**OPDRACHTEN**
A) Schrijf uit de tekst over Proch letterlijk het stuk over van "Zijn dochter Marie" tot en met "Gouverneur van Stiermarken)".
B) Ga verder met de tekst over Proch, aansluitend op de laatste zin.

Proch kreeg eerste muzieklessen in Pottendorf (bij een violist van de "Eszterházyschen Kapelle" te Eisenstadt) en in Wiener Neustadt bij Wenzel Smolik en Joseph Benesch, zijn latere schoonbroer, (viool) en bij Anton Herzog (muziektheorie en contrapunt). Van 1828 tot 1831 studeerde hij aan de Universiteit van Wenen rechten en behaalde zijn diploma. Vervolgens was hij ambtenaar bij de Weense Magistraat.
Vanaf 1826 had hij eerste successen als violist. Van 1851 tot 1878 was hij lid van de Wiener Hofkapelle. Verder was hij van 1837 tot 1840 kapelmeester van het orkest aan het Theater in der Josefstadt en vervolgens rond 30 jaar eerste kapelmeester van het orkest van het Theater am Kärntnertor, de latere hofopera. In 1874 werd hij kapelmeester aan de Komische Oper am Schottenring, het latere Ring-Theater. Hij had niet alleen een reputatie als dirigent, maar ook als zangleraar. Tot zijn leerlingen behoorden: Dustmann-Meyer, Amalie Materna, Minna Peschka-Lentner en Angelika Dittrich.
In 1854 werd hij voorzitter van de "Akademie der Tonkunst" in Wenen en erelid van het filharmonisch gezelschap te Laibach, nu: Ljubljana en van het Mozarteum te Salzburg. Proch was Ridder in de Frans Jozef-Orde en ontving de grote gouden medaille voor kunst en wetenschap van de Koning van Pruisen en de Koning van Hannover.
Met zijn liederen werd hij in zijn tijd als opvolger van Franz Schubert gevierd, omdat hij rond 200 liederen schreef. Verder schreef hij een opera, drie operettes en werken voor orkest en harmonieorkest.
Zijn dochter Marie Louise Proch studeerde bij S. Marchesi en werd zangeres en actrice. Zij was met de operazanger Karl Eduard Katzmayr (1838–85) gehuwd. De kleindochtertjes van Proch Marie Seyff-Katzmayr en Berta Franziska Katzmayr waren eveneens zangeressen.
Werken voor orkest
Thema en variaties: Deh torna mio bene, mio tenere amor, voor coloratuursopraan en orkest, op. 164
Werken voor harmonieorkest
1848Gratzer National-Garde-Marsch, op. 148 (opgedragen aan graaf Mathias Constantin von Wickenburg, Gouverneur van Stiermarken)

**AANGELEVERD MATERIAAL**
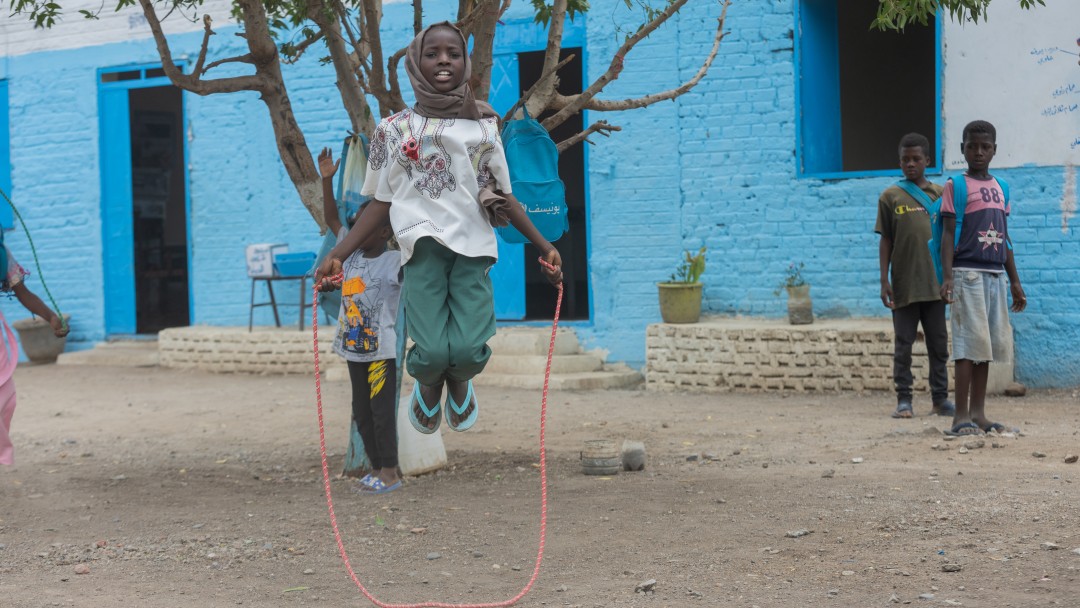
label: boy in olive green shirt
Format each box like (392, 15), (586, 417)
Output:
(874, 133), (956, 418)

**ANTWOORDEN PER OPDRACHT**
A)
Zijn dochter Marie Louise Proch studeerde bij S. Marchesi en werd zangeres en actrice. Zij was met de operazanger Karl Eduard Katzmayr (1838–85) gehuwd. De kleindochtertjes van Proch Marie Seyff-Katzmayr en Berta Franziska Katzmayr waren eveneens zangeressen.
Werken voor orkest
Thema en variaties: Deh torna mio bene, mio tenere amor, voor coloratuursopraan en orkest, op. 164
Werken voor harmonieorkest
1848Gratzer National-Garde-Marsch, op. 148 (opgedragen aan graaf Mathias Constantin von Wickenburg, Gouverneur van Stiermarken)

B)
Das Alphorn, fantasie
Großer Walzer
Solo de Clarinette, voor klarinet en harmonieorkest
Giacomo Meyerbeer, Heinz Becker, Sabine Henze-Döhring: Briefwechsel und Tagebücher: 1860-1864, Berlin: Walter de Gruyter, 2006. 993 p., ISBN 978-3-110-19231-5
Paul E. Bierley, William H. Rehrig: The heritage encyclopedia of band music: composers and their music, Westerville, Ohio: Integrity Press, 1991, ISBN 0-918048-08-7
Marie-Claire le Moigne-Mussat, préface de Jean Mongrédien: Musique et société à Rennes aux XVIIIe et XIXe siècles, Genève: Minkoff, 1988. 446 p., ISBN 978-2-826-60540-9
Joachim Toeche-Mittler: Armeemärsche, 3. Teil - die Geschichte unserer Marschmusik, 2. Auflage, Neckargmünd, Kurt Vowinckel Verlag, 1977.
I.-Chr. Völker: Heinrich Proch. Sein Leben und Wirken, Wien, 1949. Dissertation.
Constantin von Wurzbach: Biographisches Lexikon des Kaiserthums Oesterreich. 23. Band. Wien, 1872.
Mandyczewski: Heinrich Proch, in: Allgemeine Deutsche Biographie (ADB). Band 26. Duncker & Humblot, Leipzig 1888, S. 620 f.
Ch. Harten: Heinrich Proch. in: Österreichisches Biographisches Lexikon 1815–1950 (ÖBL). Band 8, Verlag der Österreichischen Akademie der Wissenschaften, Wien 1983, ISBN 3-7001-0187-2, S. 290 f. (Direktlinks auf S. 290, S. 291)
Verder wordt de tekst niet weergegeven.